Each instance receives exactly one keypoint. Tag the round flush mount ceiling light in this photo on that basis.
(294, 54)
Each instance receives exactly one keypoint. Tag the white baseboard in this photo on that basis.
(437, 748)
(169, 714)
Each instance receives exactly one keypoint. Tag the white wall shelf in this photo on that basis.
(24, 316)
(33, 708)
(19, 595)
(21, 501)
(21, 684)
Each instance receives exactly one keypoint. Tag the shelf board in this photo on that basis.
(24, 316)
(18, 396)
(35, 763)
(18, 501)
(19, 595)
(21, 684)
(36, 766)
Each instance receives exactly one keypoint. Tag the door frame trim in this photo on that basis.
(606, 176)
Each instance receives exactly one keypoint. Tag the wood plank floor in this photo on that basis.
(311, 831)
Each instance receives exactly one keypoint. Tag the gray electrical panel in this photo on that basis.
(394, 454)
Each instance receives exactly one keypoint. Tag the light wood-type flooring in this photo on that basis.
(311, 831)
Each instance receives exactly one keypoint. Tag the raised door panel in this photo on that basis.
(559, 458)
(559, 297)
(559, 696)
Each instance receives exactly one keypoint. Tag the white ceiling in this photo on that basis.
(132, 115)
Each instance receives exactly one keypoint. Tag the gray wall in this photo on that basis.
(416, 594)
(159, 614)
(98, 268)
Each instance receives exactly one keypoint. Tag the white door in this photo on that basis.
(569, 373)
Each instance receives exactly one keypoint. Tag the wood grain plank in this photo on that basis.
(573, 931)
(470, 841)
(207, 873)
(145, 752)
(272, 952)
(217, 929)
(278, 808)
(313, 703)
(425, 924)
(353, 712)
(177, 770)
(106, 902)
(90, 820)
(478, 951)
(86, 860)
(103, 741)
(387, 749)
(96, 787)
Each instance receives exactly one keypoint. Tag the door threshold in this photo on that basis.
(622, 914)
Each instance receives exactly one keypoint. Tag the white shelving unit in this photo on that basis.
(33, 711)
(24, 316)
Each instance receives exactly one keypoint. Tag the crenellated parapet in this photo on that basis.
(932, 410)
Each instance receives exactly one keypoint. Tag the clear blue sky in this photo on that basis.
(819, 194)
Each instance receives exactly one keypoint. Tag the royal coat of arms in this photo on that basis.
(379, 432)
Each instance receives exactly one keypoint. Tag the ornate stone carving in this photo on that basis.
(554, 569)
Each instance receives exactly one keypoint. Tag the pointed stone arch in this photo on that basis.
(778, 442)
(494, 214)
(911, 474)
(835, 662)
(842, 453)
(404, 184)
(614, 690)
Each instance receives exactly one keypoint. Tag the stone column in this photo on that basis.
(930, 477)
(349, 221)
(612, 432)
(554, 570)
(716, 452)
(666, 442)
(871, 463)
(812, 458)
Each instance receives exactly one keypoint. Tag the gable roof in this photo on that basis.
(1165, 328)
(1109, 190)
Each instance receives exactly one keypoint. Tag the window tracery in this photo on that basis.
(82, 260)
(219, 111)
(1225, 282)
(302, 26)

☆ ☆ ☆

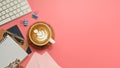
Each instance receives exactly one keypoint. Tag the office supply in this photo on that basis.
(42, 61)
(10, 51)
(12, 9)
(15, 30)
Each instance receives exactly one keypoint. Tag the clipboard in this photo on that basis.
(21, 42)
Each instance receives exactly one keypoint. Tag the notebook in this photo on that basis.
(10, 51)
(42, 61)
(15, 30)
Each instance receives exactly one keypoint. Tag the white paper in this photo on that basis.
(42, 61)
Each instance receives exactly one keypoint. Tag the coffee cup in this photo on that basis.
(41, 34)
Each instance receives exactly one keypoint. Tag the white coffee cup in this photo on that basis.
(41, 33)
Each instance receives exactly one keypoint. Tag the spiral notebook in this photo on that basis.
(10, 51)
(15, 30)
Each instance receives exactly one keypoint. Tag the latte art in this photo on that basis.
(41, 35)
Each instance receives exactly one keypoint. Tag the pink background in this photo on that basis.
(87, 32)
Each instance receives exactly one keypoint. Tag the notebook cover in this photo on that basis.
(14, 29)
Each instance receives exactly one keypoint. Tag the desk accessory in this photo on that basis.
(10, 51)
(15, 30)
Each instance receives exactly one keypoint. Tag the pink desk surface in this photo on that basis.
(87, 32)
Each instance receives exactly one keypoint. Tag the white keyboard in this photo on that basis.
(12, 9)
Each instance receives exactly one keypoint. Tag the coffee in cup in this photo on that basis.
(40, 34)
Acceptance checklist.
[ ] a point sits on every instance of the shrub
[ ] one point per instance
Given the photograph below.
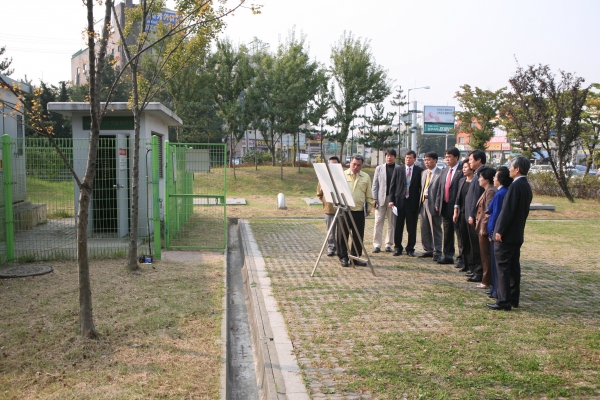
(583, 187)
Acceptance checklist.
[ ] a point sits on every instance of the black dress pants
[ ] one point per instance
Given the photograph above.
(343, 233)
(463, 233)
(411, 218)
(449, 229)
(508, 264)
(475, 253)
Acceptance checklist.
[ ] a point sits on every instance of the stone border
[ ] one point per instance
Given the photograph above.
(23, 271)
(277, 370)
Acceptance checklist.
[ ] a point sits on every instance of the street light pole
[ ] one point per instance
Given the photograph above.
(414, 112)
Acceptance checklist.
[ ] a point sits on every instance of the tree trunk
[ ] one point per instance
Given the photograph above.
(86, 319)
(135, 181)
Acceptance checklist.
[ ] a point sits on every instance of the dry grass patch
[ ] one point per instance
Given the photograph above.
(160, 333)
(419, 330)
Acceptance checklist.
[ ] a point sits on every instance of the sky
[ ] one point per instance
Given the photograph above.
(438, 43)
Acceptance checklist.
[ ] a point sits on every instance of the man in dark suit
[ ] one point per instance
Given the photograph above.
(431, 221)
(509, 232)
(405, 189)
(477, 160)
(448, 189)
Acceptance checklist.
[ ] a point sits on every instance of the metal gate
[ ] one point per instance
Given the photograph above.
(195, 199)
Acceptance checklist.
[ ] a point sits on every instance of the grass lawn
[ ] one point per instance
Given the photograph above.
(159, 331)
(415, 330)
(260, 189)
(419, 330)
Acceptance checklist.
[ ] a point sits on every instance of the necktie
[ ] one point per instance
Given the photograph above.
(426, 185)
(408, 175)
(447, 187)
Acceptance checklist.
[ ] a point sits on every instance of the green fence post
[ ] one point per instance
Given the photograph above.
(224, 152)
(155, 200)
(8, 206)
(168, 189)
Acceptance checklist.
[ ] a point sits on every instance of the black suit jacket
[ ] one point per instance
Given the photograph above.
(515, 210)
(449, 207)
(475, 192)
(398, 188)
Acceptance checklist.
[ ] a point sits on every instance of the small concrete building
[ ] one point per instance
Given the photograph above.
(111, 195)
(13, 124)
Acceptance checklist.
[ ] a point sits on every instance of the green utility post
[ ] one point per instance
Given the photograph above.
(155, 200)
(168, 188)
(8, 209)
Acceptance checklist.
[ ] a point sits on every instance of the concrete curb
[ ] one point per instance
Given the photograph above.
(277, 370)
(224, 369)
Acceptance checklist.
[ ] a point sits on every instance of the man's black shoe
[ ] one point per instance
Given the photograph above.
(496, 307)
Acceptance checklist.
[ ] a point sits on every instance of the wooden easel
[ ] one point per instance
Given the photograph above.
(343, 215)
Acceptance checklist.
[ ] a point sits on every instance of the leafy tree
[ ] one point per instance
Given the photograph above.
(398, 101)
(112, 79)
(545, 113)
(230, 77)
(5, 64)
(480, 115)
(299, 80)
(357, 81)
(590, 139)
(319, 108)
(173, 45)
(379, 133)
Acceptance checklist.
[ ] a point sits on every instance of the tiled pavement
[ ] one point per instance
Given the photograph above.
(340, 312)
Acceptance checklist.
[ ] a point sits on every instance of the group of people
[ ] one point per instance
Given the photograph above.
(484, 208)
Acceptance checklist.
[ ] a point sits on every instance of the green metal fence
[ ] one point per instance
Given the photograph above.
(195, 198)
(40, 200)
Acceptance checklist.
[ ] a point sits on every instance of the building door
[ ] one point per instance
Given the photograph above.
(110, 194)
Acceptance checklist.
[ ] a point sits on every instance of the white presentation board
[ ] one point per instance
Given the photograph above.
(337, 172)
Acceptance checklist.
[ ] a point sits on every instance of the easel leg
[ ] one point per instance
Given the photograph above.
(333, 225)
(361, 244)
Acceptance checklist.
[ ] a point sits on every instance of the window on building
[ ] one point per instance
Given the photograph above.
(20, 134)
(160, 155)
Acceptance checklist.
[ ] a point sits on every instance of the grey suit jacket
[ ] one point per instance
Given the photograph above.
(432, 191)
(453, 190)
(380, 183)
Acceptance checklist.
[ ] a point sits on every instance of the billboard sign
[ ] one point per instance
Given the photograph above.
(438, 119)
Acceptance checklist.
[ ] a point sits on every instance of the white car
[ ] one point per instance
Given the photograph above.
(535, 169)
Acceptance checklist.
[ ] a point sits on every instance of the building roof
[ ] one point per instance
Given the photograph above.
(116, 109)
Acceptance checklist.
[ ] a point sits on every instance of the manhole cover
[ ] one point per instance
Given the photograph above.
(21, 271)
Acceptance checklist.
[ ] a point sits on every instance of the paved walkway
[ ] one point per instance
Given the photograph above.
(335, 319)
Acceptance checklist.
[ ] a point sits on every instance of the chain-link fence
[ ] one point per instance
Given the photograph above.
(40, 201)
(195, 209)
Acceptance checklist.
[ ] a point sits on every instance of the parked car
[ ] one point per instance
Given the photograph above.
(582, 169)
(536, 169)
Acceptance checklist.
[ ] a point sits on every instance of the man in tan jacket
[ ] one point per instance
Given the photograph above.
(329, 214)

☆ ☆ ☆

* [About this task]: If a line in the records contains "easel", report it.

* [Result for this task]:
[ ] a point sits on every instance of the wooden easel
[ ] a point sits on every instance of the easel leg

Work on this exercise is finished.